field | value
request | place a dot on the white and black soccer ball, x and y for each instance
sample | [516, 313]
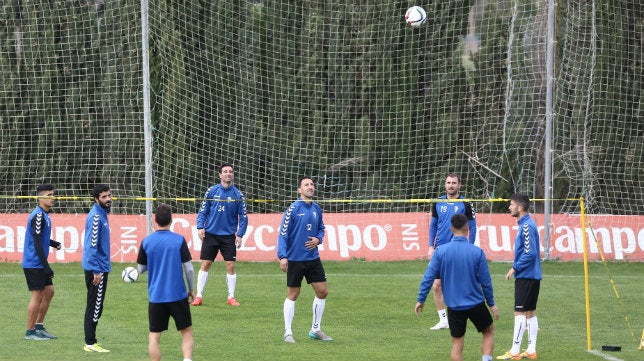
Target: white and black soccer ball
[129, 275]
[415, 16]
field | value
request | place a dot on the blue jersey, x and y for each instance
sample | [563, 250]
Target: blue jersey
[164, 252]
[527, 254]
[37, 236]
[223, 211]
[301, 220]
[96, 246]
[442, 212]
[464, 274]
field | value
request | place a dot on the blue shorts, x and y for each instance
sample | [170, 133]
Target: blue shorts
[313, 271]
[159, 315]
[213, 244]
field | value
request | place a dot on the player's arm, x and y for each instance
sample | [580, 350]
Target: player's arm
[188, 269]
[37, 227]
[202, 214]
[55, 244]
[471, 221]
[243, 217]
[528, 249]
[426, 285]
[433, 230]
[321, 228]
[142, 260]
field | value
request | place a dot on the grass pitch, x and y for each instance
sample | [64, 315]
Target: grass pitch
[369, 313]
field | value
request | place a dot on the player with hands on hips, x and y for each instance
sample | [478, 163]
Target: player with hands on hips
[38, 272]
[467, 284]
[439, 233]
[301, 232]
[221, 223]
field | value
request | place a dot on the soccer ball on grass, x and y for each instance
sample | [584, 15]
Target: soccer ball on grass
[129, 275]
[415, 16]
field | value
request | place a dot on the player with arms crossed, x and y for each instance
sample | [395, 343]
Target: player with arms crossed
[221, 222]
[38, 273]
[526, 270]
[440, 233]
[465, 275]
[96, 263]
[301, 232]
[162, 254]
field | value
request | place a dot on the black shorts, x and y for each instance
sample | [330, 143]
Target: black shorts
[159, 315]
[36, 278]
[479, 315]
[213, 244]
[297, 270]
[526, 293]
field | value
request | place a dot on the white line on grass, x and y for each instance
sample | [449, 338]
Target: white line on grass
[605, 356]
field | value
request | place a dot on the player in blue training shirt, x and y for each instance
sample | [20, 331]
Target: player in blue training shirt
[465, 276]
[301, 232]
[37, 271]
[96, 263]
[526, 270]
[440, 233]
[221, 222]
[162, 254]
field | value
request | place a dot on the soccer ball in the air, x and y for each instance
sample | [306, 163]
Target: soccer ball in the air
[129, 275]
[415, 16]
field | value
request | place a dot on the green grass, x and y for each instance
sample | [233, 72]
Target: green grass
[369, 313]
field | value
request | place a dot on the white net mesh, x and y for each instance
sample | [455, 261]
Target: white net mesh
[346, 93]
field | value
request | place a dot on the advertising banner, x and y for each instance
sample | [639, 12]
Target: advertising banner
[367, 236]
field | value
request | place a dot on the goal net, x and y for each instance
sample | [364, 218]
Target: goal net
[344, 92]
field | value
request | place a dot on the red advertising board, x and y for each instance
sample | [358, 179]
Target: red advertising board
[368, 236]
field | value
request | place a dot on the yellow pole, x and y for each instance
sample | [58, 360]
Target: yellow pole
[585, 245]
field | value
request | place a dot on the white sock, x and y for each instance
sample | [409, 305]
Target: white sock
[231, 281]
[289, 312]
[519, 329]
[533, 329]
[202, 278]
[318, 311]
[442, 315]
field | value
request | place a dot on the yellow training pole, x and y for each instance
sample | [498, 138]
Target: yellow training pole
[585, 245]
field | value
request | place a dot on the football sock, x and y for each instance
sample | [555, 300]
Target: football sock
[533, 329]
[519, 329]
[442, 315]
[231, 281]
[289, 312]
[318, 311]
[202, 278]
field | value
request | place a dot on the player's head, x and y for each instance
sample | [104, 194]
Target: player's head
[452, 185]
[45, 193]
[519, 204]
[226, 173]
[163, 215]
[103, 196]
[459, 224]
[44, 188]
[225, 165]
[306, 187]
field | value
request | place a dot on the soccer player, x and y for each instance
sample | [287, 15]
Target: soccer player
[301, 232]
[526, 270]
[465, 277]
[221, 222]
[440, 234]
[163, 253]
[38, 273]
[96, 263]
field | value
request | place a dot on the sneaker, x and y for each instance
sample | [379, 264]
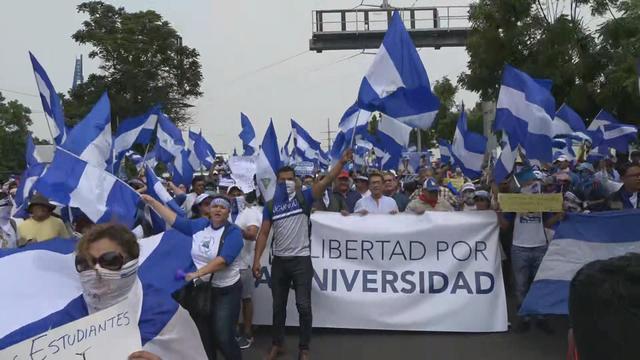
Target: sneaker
[245, 342]
[545, 327]
[522, 326]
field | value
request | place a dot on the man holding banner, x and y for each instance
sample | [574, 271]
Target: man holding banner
[289, 212]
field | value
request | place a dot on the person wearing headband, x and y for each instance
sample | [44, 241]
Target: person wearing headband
[216, 244]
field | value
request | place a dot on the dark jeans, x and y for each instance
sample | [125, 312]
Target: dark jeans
[525, 262]
[284, 271]
[218, 331]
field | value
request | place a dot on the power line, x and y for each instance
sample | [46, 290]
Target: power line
[19, 92]
[265, 67]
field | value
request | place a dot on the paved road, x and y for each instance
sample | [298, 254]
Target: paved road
[399, 345]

+===+

» Task to complete
Quote the entries above word for word. Leave the images out.

» Solved problem
field | value
request | place a dot on the white and black soccer ball, x and y for each instance
sample | [516, 313]
Target: white and black soccer ball
[129, 275]
[415, 16]
field | value
request | place a dot on the blue jersey, x and y for each instance
sample | [563, 250]
Target: blue jersey
[164, 252]
[527, 254]
[37, 236]
[223, 211]
[301, 220]
[96, 246]
[442, 212]
[464, 274]
field | value
request | place a dot on the blue shorts, x and y for each instance
sample | [170, 133]
Target: blue shorts
[313, 271]
[159, 315]
[213, 244]
field | value
request | place a dot on the player's arm, x and y for each instance
sample | [580, 350]
Target: player's arm
[188, 269]
[37, 227]
[202, 214]
[55, 244]
[471, 221]
[243, 217]
[528, 249]
[426, 285]
[433, 230]
[321, 228]
[142, 260]
field | value
request | place a dot on the grass pitch, x and y for each instance
sample | [64, 315]
Target: grass pitch
[369, 313]
field | value
request | place a dot on the player with hands on hips, x and y for each instance
sample | [478, 163]
Target: player with hands on hips
[38, 272]
[467, 284]
[439, 233]
[301, 232]
[221, 223]
field | value
request | place a dot on the soccer ball on grass, x and y for each instance
sample | [584, 15]
Target: soccer ball on grass
[129, 275]
[415, 16]
field | value
request | place a dot on the player with arms crossed, x and y for each instance
sample | [395, 343]
Target: player with arms crossed
[221, 222]
[38, 273]
[526, 270]
[440, 233]
[465, 275]
[96, 263]
[301, 232]
[162, 254]
field | value
request | place a dot on the black shorts, x and y for each instance
sample | [330, 143]
Target: black shorts
[159, 315]
[36, 278]
[479, 315]
[213, 244]
[297, 270]
[526, 293]
field | value
request | place a dot on the white line on grass, x and y for each instance
sample | [449, 338]
Target: white line on grass
[605, 356]
field | value
request | place a dot on the player in blue training shirt, x and y for each instance
sample | [20, 331]
Target: player in blue training shirt
[465, 276]
[301, 232]
[37, 271]
[96, 263]
[526, 270]
[440, 233]
[221, 222]
[162, 254]
field | value
request | place a dot on the soccer ball in the air, x and y for each instance
sample | [306, 163]
Target: soccer ball in the air
[129, 275]
[415, 16]
field | value
request | place a dot on the green grass, x and y for each instance
sample | [233, 72]
Target: green grass
[369, 313]
field | value
request | place a dot on the white net mesh, x and y for each instance
sample | [455, 261]
Target: white net mesh
[346, 93]
field | value
request | place a dot on the advertising banner, x and y for each instance
sample | [639, 12]
Target: advertising banner
[367, 236]
field | value
request | place a dot on the goal net, x and y for each instance
sample | [364, 218]
Target: goal net
[344, 92]
field | value
request | place a dot on the red advertising board, x and y for each instance
sample | [358, 179]
Target: red advertising board
[368, 236]
field | value
request | place a dot on the yellow pole, x and y for each instance
sample | [58, 360]
Target: yellow pole
[585, 245]
field | value
request | place a dot on the white sock, x and y for each instance
sample | [409, 305]
Target: white sock
[231, 281]
[289, 312]
[519, 329]
[533, 329]
[202, 278]
[318, 311]
[442, 315]
field | value
request | place a dot on the yellow training pole, x and y for each instance
sample | [498, 138]
Target: yellow training pole
[585, 245]
field | value
request | place a dot on the football sock, x and y for each instance
sample | [555, 300]
Target: football sock
[533, 329]
[519, 329]
[442, 315]
[231, 281]
[289, 312]
[318, 311]
[202, 278]
field | value
request | place a dot on the player's head, x and y for each instance
sample | [104, 194]
Target: player's head
[452, 185]
[45, 193]
[519, 204]
[226, 173]
[163, 215]
[103, 196]
[459, 224]
[44, 188]
[225, 165]
[306, 187]
field | value
request | place a dot on the soccer player, x and y for each instance
sample | [287, 15]
Target: soccer player
[301, 232]
[526, 270]
[465, 277]
[221, 222]
[440, 234]
[163, 253]
[38, 273]
[96, 263]
field | value
request | place a dot on the sneaker, x and y for each instance
sample | [379, 264]
Target: sneaker
[245, 342]
[545, 327]
[522, 326]
field | value
request | place a dot on the man holding banner, x and y for each instance
sample | [574, 271]
Target: man holding banner
[289, 212]
field | value
request | place a dot on the person wearing headband, x and y for each instance
sample | [44, 241]
Target: person wearing headband
[216, 244]
field | value
request | place a dot on the dark jeans, x and y for each instance
sample | [125, 312]
Target: dark jeans
[525, 262]
[284, 271]
[218, 331]
field | value
request | place a dot on the power line, x and y for each instance
sample | [46, 290]
Target: power line
[19, 92]
[265, 67]
field | value
request | place a dot on the paved road, x and y for each instance
sample | [298, 254]
Target: paved road
[399, 345]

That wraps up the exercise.